▸ Задания
1. Воспроизведите без изменений часть текста о Госкомиссии в Капустином Яре: всё, начиная со слов «Естественная, в общем-то, ситуация, рассказывал» и вплоть до слов «большое, но все-таки...».
2. Допишите следующую часть текста о Госкомиссии в Капустином Яре, начав сразу после его последнего предложения.

▸ Извлечённый текст
☆ ☆ ☆ ☆ ☆ ☆ ☆

В начале февраля в Капустин Яр прибыла Госкомиссия. Возглавлял ее генерал П. М. Зернов — первый начальник атомного КБ-11 (Арзамас-16). Вместе с ним прилетели и другие «отцы» атомной бомбы. Старшим от гражданских был Д. Ф. Устинов, от военных — маршал М. И. Неделин. В комиссию входили также шестеро главных конструкторов «пятерки»: С. П. Королев, В. П. Глушко, Н. А. Пилюгин, В. И. Кузнецов, М. С. Рязанский и В. П. Бармин. И, как положено, — начальник полигона В. И. Вознюк.
За несколько дней до старта на полигон прилетел маршал Г. К. Жуков, поинтересовался ходом дел и убыл в Москву. После его отлета группа главных конструкторов обратилась к Зернову с просьбой показать им ядерное устройство. По положению о Госкомиссии, каждый из ее членов, подписывающий акт испытаний, должен знать устройство и характеристики «изделия».
Естественная, в общем-то, ситуация, рассказывал член комиссии из КБ-11 будущий генерал и академик Е. А. Негин. Но пришлось звонить в Москву, получать разрешение. Все, что предстало взору ракетчиков, перечеркивало их представление об атомной бомбе. В ярко освещенной экранированной комнате на специальной подставке лежало нечто блестящее и шарообразное, не сказать, что очень большое, но все-таки...

☆ ☆ ☆ ☆ ☆ ☆ ☆

▸ Список записей
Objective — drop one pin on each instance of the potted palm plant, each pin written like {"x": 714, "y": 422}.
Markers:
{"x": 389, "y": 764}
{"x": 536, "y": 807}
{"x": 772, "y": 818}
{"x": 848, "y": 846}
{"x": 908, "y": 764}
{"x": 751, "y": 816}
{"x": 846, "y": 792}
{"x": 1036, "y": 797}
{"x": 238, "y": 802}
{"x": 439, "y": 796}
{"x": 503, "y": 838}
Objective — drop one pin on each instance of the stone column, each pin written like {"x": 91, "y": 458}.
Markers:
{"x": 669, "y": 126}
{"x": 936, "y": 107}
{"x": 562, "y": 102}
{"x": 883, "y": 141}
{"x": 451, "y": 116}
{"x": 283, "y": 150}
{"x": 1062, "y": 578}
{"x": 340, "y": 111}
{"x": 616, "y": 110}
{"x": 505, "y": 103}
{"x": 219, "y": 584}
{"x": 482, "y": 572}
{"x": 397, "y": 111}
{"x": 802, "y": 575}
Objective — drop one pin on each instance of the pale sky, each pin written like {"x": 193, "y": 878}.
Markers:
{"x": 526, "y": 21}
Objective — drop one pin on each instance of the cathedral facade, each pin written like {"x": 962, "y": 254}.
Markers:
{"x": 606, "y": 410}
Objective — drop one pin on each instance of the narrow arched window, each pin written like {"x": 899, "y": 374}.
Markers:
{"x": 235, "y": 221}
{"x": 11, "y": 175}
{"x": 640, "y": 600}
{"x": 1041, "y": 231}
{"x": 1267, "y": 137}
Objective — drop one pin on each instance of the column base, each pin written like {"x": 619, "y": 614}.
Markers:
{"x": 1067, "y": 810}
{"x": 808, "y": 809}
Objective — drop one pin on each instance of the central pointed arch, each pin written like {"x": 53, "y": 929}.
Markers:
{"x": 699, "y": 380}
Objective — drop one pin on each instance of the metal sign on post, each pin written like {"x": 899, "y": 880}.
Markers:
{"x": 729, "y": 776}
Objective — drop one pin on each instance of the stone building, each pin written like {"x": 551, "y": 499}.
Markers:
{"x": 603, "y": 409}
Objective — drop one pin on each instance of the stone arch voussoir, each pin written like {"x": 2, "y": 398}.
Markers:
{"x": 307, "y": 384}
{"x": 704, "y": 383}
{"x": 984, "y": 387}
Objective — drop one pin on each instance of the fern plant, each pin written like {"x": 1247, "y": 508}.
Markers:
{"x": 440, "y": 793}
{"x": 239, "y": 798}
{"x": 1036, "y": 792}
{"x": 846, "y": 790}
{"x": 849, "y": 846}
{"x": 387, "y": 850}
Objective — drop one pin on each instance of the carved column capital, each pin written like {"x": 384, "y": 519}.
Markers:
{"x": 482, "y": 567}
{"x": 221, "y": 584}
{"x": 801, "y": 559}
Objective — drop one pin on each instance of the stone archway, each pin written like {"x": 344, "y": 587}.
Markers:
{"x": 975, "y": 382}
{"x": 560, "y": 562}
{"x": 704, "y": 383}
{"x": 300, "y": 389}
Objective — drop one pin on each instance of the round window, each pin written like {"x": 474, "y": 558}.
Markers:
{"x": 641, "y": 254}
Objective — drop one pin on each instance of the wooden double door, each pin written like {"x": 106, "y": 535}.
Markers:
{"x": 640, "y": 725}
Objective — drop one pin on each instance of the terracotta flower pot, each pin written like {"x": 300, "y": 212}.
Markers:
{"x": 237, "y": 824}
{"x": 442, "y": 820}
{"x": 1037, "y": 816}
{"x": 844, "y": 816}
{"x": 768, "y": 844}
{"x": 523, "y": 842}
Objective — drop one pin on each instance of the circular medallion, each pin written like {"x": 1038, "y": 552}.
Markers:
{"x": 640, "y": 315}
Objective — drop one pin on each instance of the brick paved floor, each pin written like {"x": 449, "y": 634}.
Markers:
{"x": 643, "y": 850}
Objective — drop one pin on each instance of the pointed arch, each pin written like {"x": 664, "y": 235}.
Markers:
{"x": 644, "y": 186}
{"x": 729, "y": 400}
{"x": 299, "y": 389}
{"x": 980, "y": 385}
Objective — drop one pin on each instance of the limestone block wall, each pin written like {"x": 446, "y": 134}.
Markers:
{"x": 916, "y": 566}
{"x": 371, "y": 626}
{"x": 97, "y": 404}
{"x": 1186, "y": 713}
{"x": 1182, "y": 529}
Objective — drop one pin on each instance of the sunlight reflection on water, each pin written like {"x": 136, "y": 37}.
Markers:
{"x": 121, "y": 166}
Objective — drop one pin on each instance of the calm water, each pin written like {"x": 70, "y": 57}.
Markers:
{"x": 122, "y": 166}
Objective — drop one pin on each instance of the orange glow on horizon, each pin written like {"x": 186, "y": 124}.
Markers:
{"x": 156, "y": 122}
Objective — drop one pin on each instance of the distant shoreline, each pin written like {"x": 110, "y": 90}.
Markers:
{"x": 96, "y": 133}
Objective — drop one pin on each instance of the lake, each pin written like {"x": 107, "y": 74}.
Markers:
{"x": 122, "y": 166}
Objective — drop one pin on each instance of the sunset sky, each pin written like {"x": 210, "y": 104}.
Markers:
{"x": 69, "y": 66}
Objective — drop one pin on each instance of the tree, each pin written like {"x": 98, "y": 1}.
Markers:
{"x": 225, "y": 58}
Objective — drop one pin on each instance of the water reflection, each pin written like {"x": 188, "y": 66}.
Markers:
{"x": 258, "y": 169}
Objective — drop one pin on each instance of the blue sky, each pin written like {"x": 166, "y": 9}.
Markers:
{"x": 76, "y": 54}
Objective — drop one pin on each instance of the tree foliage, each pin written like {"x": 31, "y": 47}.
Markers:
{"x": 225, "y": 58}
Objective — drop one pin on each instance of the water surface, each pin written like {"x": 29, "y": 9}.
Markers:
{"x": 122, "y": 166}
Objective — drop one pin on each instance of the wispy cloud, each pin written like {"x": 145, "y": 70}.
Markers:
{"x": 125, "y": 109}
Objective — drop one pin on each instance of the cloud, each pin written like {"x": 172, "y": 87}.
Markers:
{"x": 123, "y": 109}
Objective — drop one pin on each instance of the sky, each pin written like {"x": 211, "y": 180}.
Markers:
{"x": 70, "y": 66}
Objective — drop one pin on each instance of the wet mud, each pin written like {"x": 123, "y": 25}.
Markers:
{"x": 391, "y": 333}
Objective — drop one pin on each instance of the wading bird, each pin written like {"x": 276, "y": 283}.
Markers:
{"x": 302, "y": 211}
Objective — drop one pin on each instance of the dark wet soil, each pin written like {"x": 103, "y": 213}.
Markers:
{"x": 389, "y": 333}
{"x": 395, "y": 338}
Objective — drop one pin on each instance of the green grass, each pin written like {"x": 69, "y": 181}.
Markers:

☆ ☆ ☆ ☆ ☆ ☆ ☆

▸ Ответы к заданиям
1.
Естественная, в общем-то, ситуация, рассказывал член комиссии из КБ-11 будущий генерал и академик Е. А. Негин. Но пришлось звонить в Москву, получать разрешение. Все, что предстало взору ракетчиков, перечеркивало их представление об атомной бомбе. В ярко освещенной экранированной комнате на специальной подставке лежало нечто блестящее и шарообразное, не сказать, что очень большое, но все-таки...

2.
Все предстартовые дни Королев не уходил из монтажно-испытательного корпуса, где готовили ракету. Его не оставляло давящее чувство напряженности, тревоги, боязни что-то упустить. «Пятерку» вывезли на старт, установили, прошла заправка — все по графику. Неожиданно Зернов отменил пуск: «Перенесем на день или два». Первая мысль Королева: что-то с ядерным зарядом. Он совсем извелся, потерял сон, ходил сумрачный, злой. К счастью, все оказалось проще: в районе атомного полигона резко ухудшилась погода.
Главным днем стало 20 февраля. В бункер спустились Королев, Павлов и Пилюгин. Стартовую команду возглавлял Л. А. Воскресенский — заместитель Королева по испытаниям. Он занял место у перископа и отдавал команды.
...Двигатели выходили на режим, и грохот усиливался. В подземелье он отдавался вибрацией и дребезжанием. Потом звук стал утихать. «Ушла», — подтвердил Воскресенский, не отрываясь от окуляров. Гул оборвался так же неожиданно, как и начался. Наступила тишина. Тягучая, напряженная. Королев впился глазами в телефонные аппараты на операторском столе. Они молчали.
«Баллистики очень боялись, что ракета отклонится от заданной траектории, — рассказывал лауреат Государственной премии профессор Р. Ф. Аппазов. — Такое случалось... Чтобы своевременно подорвать ракету, создали специальную систему с наземным пунктом ПАПР (пункт аварийного подрыва ракеты). Он находился в нескольких километрах от старта, строго по створу, то есть в плоскости движения ракеты. Там был установлен кинотеодолит. Надо было отслеживать полет и при опасных отклонениях вправо или влево нажать кнопку... Измерительное средство несовершенно, смотришь, а в уме держишь контрольные цифры и считаешь. На ПАПР стоял телефон, который был соединен с бункером. В случае чего надо было передать закодированное слово «Айвенго», Воскресенский по этому сигналу должен был нажать кнопку. А мы — в дежурный газик и удирать. В тот день все обошлось...»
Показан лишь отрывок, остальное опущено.